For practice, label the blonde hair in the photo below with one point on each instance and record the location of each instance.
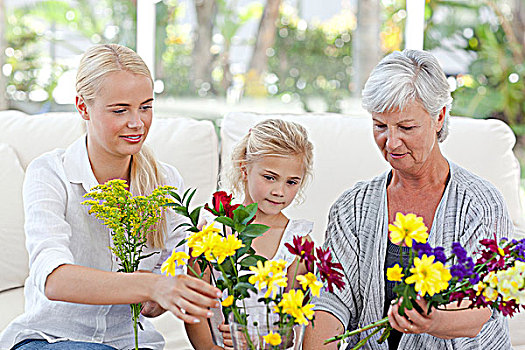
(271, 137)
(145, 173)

※

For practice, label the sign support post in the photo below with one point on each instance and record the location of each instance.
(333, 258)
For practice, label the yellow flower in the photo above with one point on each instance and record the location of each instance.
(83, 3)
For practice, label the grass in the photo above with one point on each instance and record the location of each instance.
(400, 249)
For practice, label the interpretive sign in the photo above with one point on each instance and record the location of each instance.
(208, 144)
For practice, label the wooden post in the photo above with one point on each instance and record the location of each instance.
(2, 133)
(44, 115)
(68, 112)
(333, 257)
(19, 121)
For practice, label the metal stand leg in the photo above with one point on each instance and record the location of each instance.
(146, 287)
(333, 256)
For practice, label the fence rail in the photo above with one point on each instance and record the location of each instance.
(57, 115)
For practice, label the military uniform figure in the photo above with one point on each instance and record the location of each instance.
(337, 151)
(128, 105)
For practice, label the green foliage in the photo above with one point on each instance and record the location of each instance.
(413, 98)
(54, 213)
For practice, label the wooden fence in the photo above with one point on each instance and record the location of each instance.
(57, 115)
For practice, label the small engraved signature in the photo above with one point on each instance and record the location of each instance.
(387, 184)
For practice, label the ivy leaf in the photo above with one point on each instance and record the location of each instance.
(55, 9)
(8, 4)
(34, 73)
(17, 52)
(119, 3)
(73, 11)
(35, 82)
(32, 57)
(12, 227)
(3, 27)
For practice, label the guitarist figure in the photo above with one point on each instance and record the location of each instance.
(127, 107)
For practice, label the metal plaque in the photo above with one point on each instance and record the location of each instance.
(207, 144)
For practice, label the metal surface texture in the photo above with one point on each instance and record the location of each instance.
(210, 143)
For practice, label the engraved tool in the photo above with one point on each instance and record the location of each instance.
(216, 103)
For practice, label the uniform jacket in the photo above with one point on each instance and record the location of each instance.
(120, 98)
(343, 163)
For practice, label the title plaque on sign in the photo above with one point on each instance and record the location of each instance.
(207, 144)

※

*Given instruction*. Please pull out every line of the records above that contains the string "uniform", treating uppercase and lowercase as different.

*Result of this task*.
For practice, label the military uniform figure in the photo above with one point on each instance and record the location of each instance.
For practice, label the uniform jacket in the photo above with one point on each instance and record the location of each instance.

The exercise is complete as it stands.